— Document section —
[START]

George Nelson Well, the status aspects have always existed but they've never existed to the extent they do now. Because of this idiotic perversion of democracy we practice. We've arrived at the point where we say we believe that everybody is just as good as everybody else, which has never been true and never will be true. And as a result, we have elevated the second-class, third-class citizen to something he never should have been elevated to. When you sell this joker an electric shaver, for instance, you don't merely sell him this shaver, which incidentally is streamlined to look like the latest Jupiter missile or something. Not streamlined but styled. This shaver, which is maybe three inches long, comes in a box that's nine inches long that's all full of crests and armorial shields and all of this stuff as if this box were really meant to contain, you know, a priceless necklace that Louis the Fourteenth would have given to his wife or his mistress. So that we've elevated this undeserving joker to a point where maybe he actually thinks he is somebody. And as a result, the whole society is being polluted by second and third-class-

Studs Terkel So the low common denominator, the lowest then, and takes over and becomes the dominant factor-

George Nelson Yeah.

Studs Terkel -in aesthetics and everything.

George Nelson You know we pretend that we are the inheritors of the tradition of Tom Paine and Thomas Jefferson and all of these great lively guys. And this isn't this isn't true at all. We've actually perverted this thing into something they never expected it to be. In the days of Jefferson, who was a real Democrat, I think, because he was essentially an aristocrat, at least of the spirit. The elite was expected to provide a certain kind of leadership for the masses and the masses accepted that they were either stupider or more unlucky or less well-educated or less energetic or had a lower IQ, you know, whatever the thing might have been. And the elites set the tone for the society and, in effect, created the styles that were adopted by the society as a whole. Today you have a complete reversal in the in any of the mass media. For instance, take television because it's so terribly visible. You might imagine if you were naive that there was an elite that was creating stuff for these massive audiences. But you and I and almost everybody else know that this isn't the case at all. That the elite is actually a bunch of guys with ulcers who are waiting anxiously for the results of the last survey of what the masses think about, you know, this or that and which Western you do do you like or should there be more blood or less blood. Or do we need more togetherness in our soap operas-

Studs Terkel Isn't it true that the so-called elite that choose a dominant form, has the same taste as Joe Palooka basically?

[END]

— What to do —
Reproduce the interview excerpt on mass taste and democracy in full, word for word.

— Dataset rows —
[START]

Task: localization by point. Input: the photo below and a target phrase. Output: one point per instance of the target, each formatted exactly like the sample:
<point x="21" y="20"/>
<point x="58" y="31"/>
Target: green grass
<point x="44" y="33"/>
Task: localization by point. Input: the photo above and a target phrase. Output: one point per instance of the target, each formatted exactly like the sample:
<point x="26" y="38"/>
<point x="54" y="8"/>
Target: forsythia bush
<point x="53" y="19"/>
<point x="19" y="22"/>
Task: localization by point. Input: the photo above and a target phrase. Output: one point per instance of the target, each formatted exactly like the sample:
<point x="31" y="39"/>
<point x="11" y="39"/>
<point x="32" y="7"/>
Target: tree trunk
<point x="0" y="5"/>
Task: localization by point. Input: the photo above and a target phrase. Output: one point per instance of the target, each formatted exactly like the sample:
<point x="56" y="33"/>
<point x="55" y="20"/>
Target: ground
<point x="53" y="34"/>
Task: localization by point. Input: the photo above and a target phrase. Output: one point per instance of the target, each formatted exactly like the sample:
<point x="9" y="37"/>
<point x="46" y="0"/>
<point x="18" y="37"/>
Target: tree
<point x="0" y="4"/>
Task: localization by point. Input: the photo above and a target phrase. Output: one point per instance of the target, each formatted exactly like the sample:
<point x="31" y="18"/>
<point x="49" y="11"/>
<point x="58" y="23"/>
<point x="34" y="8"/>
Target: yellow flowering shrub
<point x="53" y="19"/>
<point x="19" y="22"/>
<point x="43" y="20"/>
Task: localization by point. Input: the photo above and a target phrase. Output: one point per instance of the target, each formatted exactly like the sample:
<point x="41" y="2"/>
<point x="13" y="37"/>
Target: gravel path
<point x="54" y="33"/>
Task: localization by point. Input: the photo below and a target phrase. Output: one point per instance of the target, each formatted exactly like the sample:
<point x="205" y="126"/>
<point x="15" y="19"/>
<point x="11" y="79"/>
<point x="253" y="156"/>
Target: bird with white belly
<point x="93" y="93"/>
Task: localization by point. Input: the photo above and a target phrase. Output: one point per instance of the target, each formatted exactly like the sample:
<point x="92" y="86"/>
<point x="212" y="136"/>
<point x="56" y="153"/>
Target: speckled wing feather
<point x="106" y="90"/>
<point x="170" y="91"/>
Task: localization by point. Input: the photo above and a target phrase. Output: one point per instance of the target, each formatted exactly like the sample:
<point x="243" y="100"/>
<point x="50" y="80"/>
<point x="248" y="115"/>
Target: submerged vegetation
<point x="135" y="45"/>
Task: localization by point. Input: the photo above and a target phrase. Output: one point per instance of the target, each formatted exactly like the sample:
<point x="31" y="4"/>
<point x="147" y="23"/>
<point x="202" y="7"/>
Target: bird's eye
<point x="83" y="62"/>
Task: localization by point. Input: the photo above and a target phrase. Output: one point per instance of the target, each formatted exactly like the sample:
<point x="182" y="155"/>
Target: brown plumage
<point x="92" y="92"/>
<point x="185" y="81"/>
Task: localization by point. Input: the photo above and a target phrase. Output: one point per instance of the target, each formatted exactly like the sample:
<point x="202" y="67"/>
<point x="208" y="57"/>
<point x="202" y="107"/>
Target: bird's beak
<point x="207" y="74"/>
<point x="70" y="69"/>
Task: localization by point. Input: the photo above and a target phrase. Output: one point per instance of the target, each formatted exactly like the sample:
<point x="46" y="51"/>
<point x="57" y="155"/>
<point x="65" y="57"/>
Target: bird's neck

[END]

— Correct answer —
George Nelson Well, the status aspects have always existed but they've never existed to the extent they do now. Because of this idiotic perversion of democracy we practice. We've arrived at the point where we say we believe that everybody is just as good as everybody else, which has never been true and never will be true. And as a result, we have elevated the second-class, third-class citizen to something he never should have been elevated to. When you sell this joker an electric shaver, for instance, you don't merely sell him this shaver, which incidentally is streamlined to look like the latest Jupiter missile or something. Not streamlined but styled. This shaver, which is maybe three inches long, comes in a box that's nine inches long that's all full of crests and armorial shields and all of this stuff as if this box were really meant to contain, you know, a priceless necklace that Louis the Fourteenth would have given to his wife or his mistress. So that we've elevated this undeserving joker to a point where maybe he actually thinks he is somebody. And as a result, the whole society is being polluted by second and third-class-

Studs Terkel So the low common denominator, the lowest then, and takes over and becomes the dominant factor-

George Nelson Yeah.

Studs Terkel -in aesthetics and everything.

George Nelson You know we pretend that we are the inheritors of the tradition of Tom Paine and Thomas Jefferson and all of these great lively guys. And this isn't this isn't true at all. We've actually perverted this thing into something they never expected it to be. In the days of Jefferson, who was a real Democrat, I think, because he was essentially an aristocrat, at least of the spirit. The elite was expected to provide a certain kind of leadership for the masses and the masses accepted that they were either stupider or more unlucky or less well-educated or less energetic or had a lower IQ, you know, whatever the thing might have been. And the elites set the tone for the society and, in effect, created the styles that were adopted by the society as a whole. Today you have a complete reversal in the in any of the mass media. For instance, take television because it's so terribly visible. You might imagine if you were naive that there was an elite that was creating stuff for these massive audiences. But you and I and almost everybody else know that this isn't the case at all. That the elite is actually a bunch of guys with ulcers who are waiting anxiously for the results of the last survey of what the masses think about, you know, this or that and which Western you do do you like or should there be more blood or less blood. Or do we need more togetherness in our soap operas-

Studs Terkel Isn't it true that the so-called elite that choose a dominant form, has the same taste as Joe Palooka basically?